* BEGIN Document passage *

UNIX related things... (tr, cut, awk, and permissions)

simX · Dec 18, 2001

So a couple of UNIX related things that people were requesting I post about:

First off, the commands "tr", "cut", and "awk". Of course, it's really easy to learn about them via the "man" command, but I'll explain them here. GadgetLover also wanted me to post something about groups and permissions, so skip down to after the command explanations if you want to learn about those.

The tr command translates characters. There are 3 options: -c, -s, and -d. A regular tr command like the following:

tr ab cd

... will translate all occurences of "a" in the input to "c", and all occurences of "b" to "d". If you input this command all by itself, it will wait for you to type something in the terminal and press return before it spits out output. However, you can have the tr command process a file by using redirection characters, like this:tr -d aoeu < input.txt This instance will use input.txt as the input, and will instantly spit out the output after you press return, without waiting for further input. Also in the above example, the -d option deletes the characters. So any instance of "a" or "o" or "e" or "u" in input.txt will be deleted and the rest will be the output. The -s option will cause any character that is doubled in the output will drop one of the duplicate characters. For example, if the output (before showing it to you in the terminal window) were "aabbcc", and the -s option was used, the output would actually read "abc". Note that this occurs AFTER the translation, meaning you will never see duplicate characters in the output (by duplicate or doubled characters I mean a character that is immediately followed by the exact same character, as in "aa" or "bb"). The -c option seems to be flawed, however, because when you do it without specifying a file, it doesn't insert a correct line break to allow for new input -- it places your cursor directly after the output, making the output inevitably part of your next input. Try something like: tr -c a z in the terminal, and then give it some input and you'll see what I mean.

Now for the "cut" command. In my previous example, I used the command
cut -d" " -f2. The first option I will explain, -d, specifies the delimeter character. For example, if you have a text file with contents
378192 37192 94919. 38391 48393.t6504, and you use -d" ", there will be 5 fields in the above text file. If, however, you use -d".", there will only be 3 fields, and if you use -d"t", there will be 2 fields. See? Note that if you have 2 spaces in a text file next to one another, and you have the space set as the delimeter, one of them will have to be a field, because you cannot have an empty field. Now with my script, the -f option cuts fields. So when I specify -f2, I want field 2 in every line. That's how the script that found the process IDs of SETI@home works, since the pids are the second field when you initiate the "top" command (note that there are 2 spaces at the beginning of the lines that show process IDs and memory usage in top, which means the first space is a field, making the process ID the second field -- I struggled with this for a while until I noticed this). You can also have it cut certain character positions, by using the -c command, so if you use -c5, you will get the fifth character of each line. I should say that cut doesn't remove what you specify, it removes everything BUT what you specify.

* END Document passage *
* BEGIN Listed entries *

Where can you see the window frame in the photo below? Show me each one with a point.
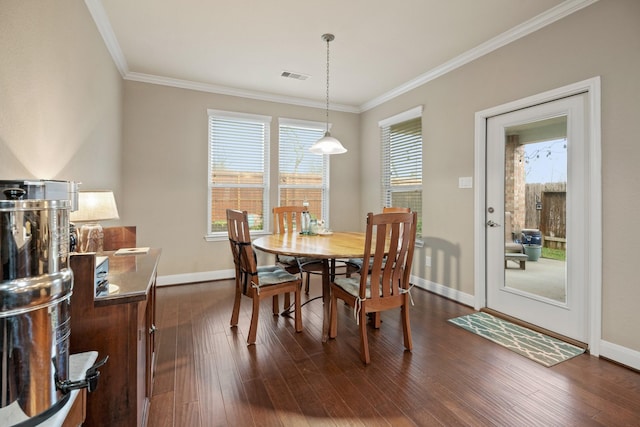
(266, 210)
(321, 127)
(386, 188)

* END Listed entries *
* BEGIN Listed entries *

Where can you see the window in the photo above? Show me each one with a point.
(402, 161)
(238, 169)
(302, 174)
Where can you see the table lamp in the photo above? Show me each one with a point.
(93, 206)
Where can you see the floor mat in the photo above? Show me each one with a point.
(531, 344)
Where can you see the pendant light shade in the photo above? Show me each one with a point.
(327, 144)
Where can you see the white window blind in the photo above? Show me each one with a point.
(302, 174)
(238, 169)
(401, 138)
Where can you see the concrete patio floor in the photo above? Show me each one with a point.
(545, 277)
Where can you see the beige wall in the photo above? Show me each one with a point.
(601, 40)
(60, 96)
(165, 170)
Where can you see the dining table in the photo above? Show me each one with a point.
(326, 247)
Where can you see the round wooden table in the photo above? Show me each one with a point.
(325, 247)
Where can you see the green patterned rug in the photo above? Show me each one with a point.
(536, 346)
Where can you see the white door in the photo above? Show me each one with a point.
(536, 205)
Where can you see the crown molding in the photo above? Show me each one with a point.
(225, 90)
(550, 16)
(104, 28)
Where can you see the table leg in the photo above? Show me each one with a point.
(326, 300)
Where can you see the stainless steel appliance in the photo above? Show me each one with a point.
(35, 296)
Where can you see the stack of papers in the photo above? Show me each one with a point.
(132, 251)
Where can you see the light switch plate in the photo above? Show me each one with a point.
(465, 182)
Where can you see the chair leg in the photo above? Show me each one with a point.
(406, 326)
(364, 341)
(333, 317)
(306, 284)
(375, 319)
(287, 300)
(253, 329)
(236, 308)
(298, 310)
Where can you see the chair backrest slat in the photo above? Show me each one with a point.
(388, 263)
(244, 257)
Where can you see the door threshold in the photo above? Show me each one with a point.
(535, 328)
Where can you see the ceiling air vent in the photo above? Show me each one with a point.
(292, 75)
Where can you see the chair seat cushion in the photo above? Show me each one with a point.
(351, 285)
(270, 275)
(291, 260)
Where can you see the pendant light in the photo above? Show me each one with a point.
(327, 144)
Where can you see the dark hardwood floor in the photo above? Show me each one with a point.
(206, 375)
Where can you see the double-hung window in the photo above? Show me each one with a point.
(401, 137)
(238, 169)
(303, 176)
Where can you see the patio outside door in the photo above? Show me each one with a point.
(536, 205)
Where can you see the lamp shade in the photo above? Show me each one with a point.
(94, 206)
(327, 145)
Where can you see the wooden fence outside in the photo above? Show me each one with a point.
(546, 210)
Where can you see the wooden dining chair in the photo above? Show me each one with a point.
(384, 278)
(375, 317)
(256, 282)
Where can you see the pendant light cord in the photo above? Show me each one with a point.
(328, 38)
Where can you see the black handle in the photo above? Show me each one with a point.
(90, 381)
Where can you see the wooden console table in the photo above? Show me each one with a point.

* END Listed entries *
* BEGIN Listed entries *

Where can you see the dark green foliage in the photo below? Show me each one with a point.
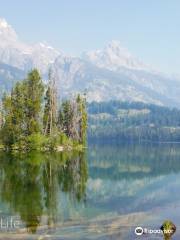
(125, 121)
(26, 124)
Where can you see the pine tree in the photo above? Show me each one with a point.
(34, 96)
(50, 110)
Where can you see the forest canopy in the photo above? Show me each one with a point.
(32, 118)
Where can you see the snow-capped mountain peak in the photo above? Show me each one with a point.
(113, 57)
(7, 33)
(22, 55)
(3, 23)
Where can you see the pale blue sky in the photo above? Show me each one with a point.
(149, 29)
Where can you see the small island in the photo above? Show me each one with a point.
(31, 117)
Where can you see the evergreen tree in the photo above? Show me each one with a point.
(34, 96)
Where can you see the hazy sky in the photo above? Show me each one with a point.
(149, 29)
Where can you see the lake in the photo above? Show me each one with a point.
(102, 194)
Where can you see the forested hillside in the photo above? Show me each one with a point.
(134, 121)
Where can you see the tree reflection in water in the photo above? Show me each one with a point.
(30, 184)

* END Listed entries *

• [Work to complete]
Reproduce the part of the UNIX commands post between "First off, the" and "learn about those.", inclusive.

• [Final result]
First off, the commands "tr", "cut", and "awk". Of course, it's really easy to learn about them via the "man" command, but I'll explain them here. GadgetLover also wanted me to post something about groups and permissions, so skip down to after the command explanations if you want to learn about those.